**REQUIRED WORK**
Output the listing below verbatim, without images.

=== Begin Enclosure ===

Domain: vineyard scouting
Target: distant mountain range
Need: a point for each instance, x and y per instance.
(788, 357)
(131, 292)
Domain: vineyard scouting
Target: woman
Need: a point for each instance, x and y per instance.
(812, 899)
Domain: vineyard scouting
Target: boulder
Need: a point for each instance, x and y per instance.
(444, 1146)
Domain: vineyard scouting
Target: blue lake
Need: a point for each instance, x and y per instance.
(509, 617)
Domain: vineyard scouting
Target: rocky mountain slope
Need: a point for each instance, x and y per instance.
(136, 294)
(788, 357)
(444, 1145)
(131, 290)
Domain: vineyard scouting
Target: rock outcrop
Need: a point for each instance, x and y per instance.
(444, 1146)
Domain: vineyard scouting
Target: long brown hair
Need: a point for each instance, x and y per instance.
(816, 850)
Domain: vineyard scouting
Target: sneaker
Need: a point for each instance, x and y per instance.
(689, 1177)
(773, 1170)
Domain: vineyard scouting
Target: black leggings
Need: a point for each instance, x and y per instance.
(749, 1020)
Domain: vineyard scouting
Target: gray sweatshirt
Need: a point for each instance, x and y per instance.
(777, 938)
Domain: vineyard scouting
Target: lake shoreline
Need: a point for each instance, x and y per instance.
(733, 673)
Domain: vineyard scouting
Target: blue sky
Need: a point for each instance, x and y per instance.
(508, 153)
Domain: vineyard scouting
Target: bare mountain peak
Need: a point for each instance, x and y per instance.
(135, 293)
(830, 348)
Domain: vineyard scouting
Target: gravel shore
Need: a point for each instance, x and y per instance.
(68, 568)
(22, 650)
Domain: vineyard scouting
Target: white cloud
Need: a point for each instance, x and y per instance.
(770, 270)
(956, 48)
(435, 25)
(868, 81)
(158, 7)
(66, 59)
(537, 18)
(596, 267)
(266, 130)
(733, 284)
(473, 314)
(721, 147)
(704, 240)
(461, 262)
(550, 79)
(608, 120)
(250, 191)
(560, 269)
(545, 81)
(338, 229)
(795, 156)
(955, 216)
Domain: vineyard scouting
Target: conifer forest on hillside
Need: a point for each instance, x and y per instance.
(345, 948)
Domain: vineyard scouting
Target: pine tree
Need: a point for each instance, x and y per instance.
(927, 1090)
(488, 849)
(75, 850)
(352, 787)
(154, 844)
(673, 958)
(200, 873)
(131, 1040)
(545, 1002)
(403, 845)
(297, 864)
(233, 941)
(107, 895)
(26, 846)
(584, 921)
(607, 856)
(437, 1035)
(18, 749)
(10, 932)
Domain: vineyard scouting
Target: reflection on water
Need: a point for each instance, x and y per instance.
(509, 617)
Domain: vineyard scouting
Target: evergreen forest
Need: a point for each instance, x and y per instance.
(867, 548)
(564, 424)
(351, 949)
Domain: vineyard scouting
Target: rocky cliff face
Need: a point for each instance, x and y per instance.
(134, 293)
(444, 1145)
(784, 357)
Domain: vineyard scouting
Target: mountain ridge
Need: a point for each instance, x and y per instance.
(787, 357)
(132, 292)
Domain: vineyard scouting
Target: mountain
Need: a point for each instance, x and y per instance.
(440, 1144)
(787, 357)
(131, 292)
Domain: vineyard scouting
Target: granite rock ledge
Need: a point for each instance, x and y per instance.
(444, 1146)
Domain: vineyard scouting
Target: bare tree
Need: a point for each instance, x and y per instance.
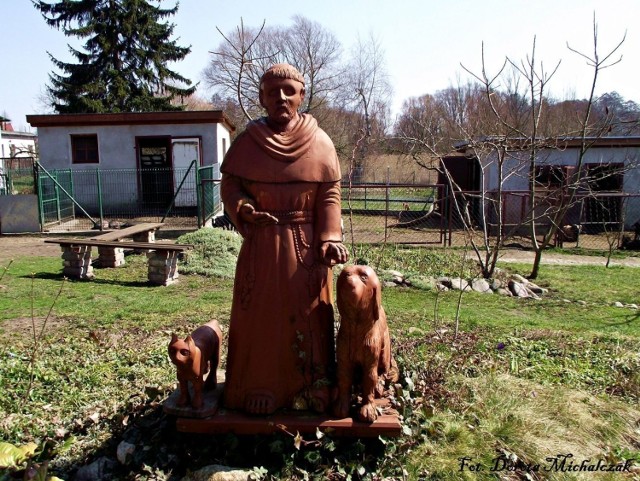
(511, 127)
(589, 131)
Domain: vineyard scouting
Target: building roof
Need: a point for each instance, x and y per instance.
(132, 118)
(560, 142)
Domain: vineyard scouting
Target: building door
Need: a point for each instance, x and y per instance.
(156, 179)
(185, 151)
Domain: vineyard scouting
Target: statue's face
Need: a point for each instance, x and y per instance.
(281, 98)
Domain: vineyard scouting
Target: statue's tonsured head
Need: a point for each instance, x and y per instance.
(284, 71)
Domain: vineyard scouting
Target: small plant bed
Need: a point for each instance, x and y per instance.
(486, 381)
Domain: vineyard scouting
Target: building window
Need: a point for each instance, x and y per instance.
(84, 149)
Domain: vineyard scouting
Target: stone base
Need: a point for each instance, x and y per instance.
(303, 422)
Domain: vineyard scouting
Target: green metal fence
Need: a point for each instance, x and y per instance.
(209, 199)
(74, 199)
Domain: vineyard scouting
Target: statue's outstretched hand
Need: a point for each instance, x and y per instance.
(333, 253)
(250, 215)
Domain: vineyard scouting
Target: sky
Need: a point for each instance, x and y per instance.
(425, 41)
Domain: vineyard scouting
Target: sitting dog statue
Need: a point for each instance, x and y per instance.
(363, 345)
(194, 357)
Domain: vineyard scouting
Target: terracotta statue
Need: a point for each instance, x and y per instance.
(281, 189)
(363, 344)
(194, 357)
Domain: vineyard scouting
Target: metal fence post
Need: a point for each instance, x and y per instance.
(99, 183)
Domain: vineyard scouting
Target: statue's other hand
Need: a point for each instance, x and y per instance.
(250, 215)
(333, 253)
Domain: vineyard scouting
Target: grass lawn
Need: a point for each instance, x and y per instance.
(524, 383)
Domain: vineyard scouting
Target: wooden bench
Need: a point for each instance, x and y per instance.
(114, 256)
(162, 257)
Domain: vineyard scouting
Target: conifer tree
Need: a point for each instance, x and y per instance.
(123, 65)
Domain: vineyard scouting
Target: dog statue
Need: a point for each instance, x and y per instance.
(194, 357)
(363, 345)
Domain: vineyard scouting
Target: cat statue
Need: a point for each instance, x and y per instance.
(194, 357)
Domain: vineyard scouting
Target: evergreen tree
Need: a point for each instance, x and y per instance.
(123, 66)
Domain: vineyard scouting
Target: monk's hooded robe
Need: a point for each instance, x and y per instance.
(281, 335)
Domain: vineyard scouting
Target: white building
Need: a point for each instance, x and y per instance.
(157, 148)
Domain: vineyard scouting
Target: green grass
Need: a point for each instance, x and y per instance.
(525, 379)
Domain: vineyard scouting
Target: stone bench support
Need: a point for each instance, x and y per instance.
(77, 262)
(162, 258)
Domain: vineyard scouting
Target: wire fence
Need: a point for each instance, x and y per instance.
(373, 213)
(430, 214)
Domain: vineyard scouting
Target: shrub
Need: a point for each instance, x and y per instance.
(215, 252)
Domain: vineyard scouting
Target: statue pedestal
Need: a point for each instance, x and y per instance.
(213, 419)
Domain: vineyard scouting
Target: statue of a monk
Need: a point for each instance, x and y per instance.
(281, 188)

=== End Enclosure ===

**WRITTEN REPLY**
Domain: vineyard scouting
Target: distant mountain range
Need: a point for each instance, x and y per instance.
(788, 357)
(131, 292)
Domain: vineyard scouting
Target: woman
Need: a point for each instance, x and y per instance.
(812, 899)
Domain: vineyard scouting
Target: boulder
Need: a point for each instance, x and y per instance.
(444, 1146)
Domain: vineyard scouting
Target: blue lake
Need: a point for each instance, x and y per instance.
(509, 617)
Domain: vineyard scouting
Target: rocky mountain slope
Need: a point for each instance, x and y per instance.
(136, 294)
(788, 357)
(444, 1145)
(131, 290)
Domain: vineyard scouting
Target: rock outcrop
Need: a point for each instance, x and y per instance.
(444, 1146)
Domain: vineyard scouting
Target: long brown hair
Need: a point for each instance, x and y per instance.
(816, 850)
Domain: vineyard scouting
Target: sneaker
Need: a point for each instance, x and y per instance.
(689, 1177)
(773, 1170)
Domain: vineyard scouting
Target: black leggings
Need: a point for each instance, x and y per instance.
(749, 1020)
Domain: vineyard scouting
Target: gray sweatshirt
Need: a point for each instance, x and y per instance.
(777, 938)
Domain: vineyard scouting
Target: lake shoreline
Need: a point for each instance, x and y per instance.
(733, 673)
Domain: vineyard scouting
Target: blue sky
Need: a point for each instance, x and y per instance.
(508, 153)
Domain: vineyard scouting
Target: bare mountain peak
Need: a point for each instance, x and y per instance.
(135, 293)
(830, 348)
Domain: vineyard scouting
Target: gravel shore
Need: a point for each instance, x and y per instance.
(68, 568)
(22, 650)
Domain: vineyard scouting
Target: white cloud
Need: a point for each instance, x and y per instance.
(770, 270)
(956, 48)
(435, 25)
(868, 81)
(158, 7)
(66, 59)
(537, 18)
(596, 267)
(266, 130)
(733, 284)
(473, 314)
(721, 147)
(704, 240)
(461, 262)
(550, 79)
(608, 120)
(250, 191)
(560, 269)
(545, 81)
(338, 229)
(795, 156)
(955, 216)
Domain: vineyard scouting
Target: conifer forest on hillside
Need: a point for each instance, x and y per instance.
(345, 948)
Domain: vineyard scouting
Target: pine tree
Need: a point for each instance, x and y per instance.
(927, 1090)
(488, 849)
(75, 850)
(352, 787)
(154, 844)
(673, 958)
(200, 873)
(131, 1040)
(545, 1002)
(403, 845)
(297, 864)
(233, 941)
(107, 895)
(26, 846)
(584, 921)
(607, 856)
(437, 1035)
(18, 749)
(10, 932)
Domain: vineyard scouting
Target: reflection on water
Need: a point for each instance, x and y per instance.
(509, 617)
Domain: vineyard scouting
Target: evergreen forest
Need: a point for each instance, x and y per instance.
(867, 548)
(564, 424)
(351, 949)
Domain: vineyard scouting
Target: rocky cliff face
Need: a point for each instance, x and y per instance.
(134, 293)
(444, 1145)
(784, 357)
Domain: vineyard scouting
Target: mountain ridge
Need: a point for each instance, x and y per instance.
(787, 357)
(132, 292)
Domain: vineyard scouting
Target: mountain
Need: a point for each instance, x and y per instance.
(440, 1144)
(787, 357)
(131, 292)
Domain: vineyard scouting
Target: granite rock ledge
Need: a point for each instance, x and y per instance.
(444, 1146)
Domain: vineyard scouting
Target: bare tree
Need: a point for each instance, x and y per instance.
(511, 127)
(589, 131)
Domain: vineyard scouting
Target: building roof
Need: a point for each instance, x and y per instance.
(132, 118)
(560, 142)
Domain: vineyard scouting
Target: building door
Need: a point for each instance, x and y per instance.
(156, 179)
(185, 151)
Domain: vineyard scouting
Target: statue's face
Need: a point for each instance, x and y per instance.
(281, 98)
Domain: vineyard scouting
Target: statue's tonsured head
Need: a point for each instance, x and y per instance.
(284, 71)
Domain: vineyard scouting
Target: small plant bed
Need: a point for each instance, x and y per instance.
(486, 381)
Domain: vineyard scouting
Target: building window
Need: a point for each instance, x and y per instance.
(84, 149)
Domain: vineyard scouting
Target: stone base
Need: a point for each instance, x and y per instance.
(303, 422)
Domain: vineyard scouting
Target: green metal fence
Need: a point for each instance, x and y per instance.
(209, 199)
(74, 199)
Domain: vineyard scouting
Target: statue's outstretched hand
Need: a point for each instance, x and y per instance.
(333, 253)
(250, 215)
Domain: vineyard scouting
Target: sky
Need: a point for each instance, x and y per instance.
(425, 41)
Domain: vineyard scouting
Target: sitting dog statue
Need: a point for each instance, x and y per instance.
(363, 345)
(194, 357)
Domain: vineyard scouting
Target: terracotta statue
Need: a point for each instance, x and y per instance.
(281, 189)
(363, 344)
(194, 357)
Domain: vineyard scouting
Target: metal fence post
Need: a point for each instance, x and y per instance.
(99, 183)
Domain: vineyard scouting
Target: statue's other hand
Need: a point for each instance, x and y per instance.
(250, 215)
(333, 253)
Domain: vineyard scouting
Target: grass lawn
Need: a point for each instance, x and y per instance.
(524, 383)
Domain: vineyard scouting
Target: wooden bench
Need: a point for each instance, x and y per instance.
(114, 256)
(162, 257)
Domain: vineyard scouting
Target: conifer tree
Need: a point for each instance, x and y per instance.
(123, 65)
Domain: vineyard scouting
Target: dog statue
Need: a point for each instance, x and y per instance.
(194, 357)
(363, 345)
Domain: vineyard scouting
Target: cat statue
Need: a point for each instance, x and y per instance.
(194, 357)
Domain: vineyard scouting
Target: evergreen tree
Need: a point for each instance, x and y per instance.
(123, 66)
Domain: vineyard scouting
Target: monk's hooded robe
Need: a point for each instance, x and y per instance.
(281, 335)
Domain: vineyard scouting
Target: white building
Need: a point for each instance, x and y per instance.
(157, 148)
Domain: vineyard scouting
Target: green grass
Need: a point for each instance, x and y per instance.
(525, 379)
Domain: vineyard scouting
Target: stone bench support
Need: a point for each instance, x and y per instance.
(77, 262)
(162, 258)
Domain: vineyard scouting
Target: wire fence
Need: a point for each instance, x and y per instance.
(373, 213)
(430, 214)
Domain: vineyard scouting
Target: shrub
Need: a point for each instance, x and y per instance.
(215, 252)
Domain: vineyard scouting
Target: statue pedestal
Need: a point for each instance, x and y per instance.
(213, 419)
Domain: vineyard scouting
Target: statue of a monk
Need: a point for each instance, x and y per instance.
(281, 188)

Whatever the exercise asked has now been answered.